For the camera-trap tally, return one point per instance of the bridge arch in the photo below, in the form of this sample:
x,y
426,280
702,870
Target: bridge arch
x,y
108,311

══════════

- _EXERCISE GOAL_: Go through the entries and repeat each one exactly.

- _CORRECT RESPONSE_:
For the camera-trap tally, return one point per instance of the bridge arch in the photo below, in the form of this sample:
x,y
426,280
702,870
Target: bridge arch
x,y
108,311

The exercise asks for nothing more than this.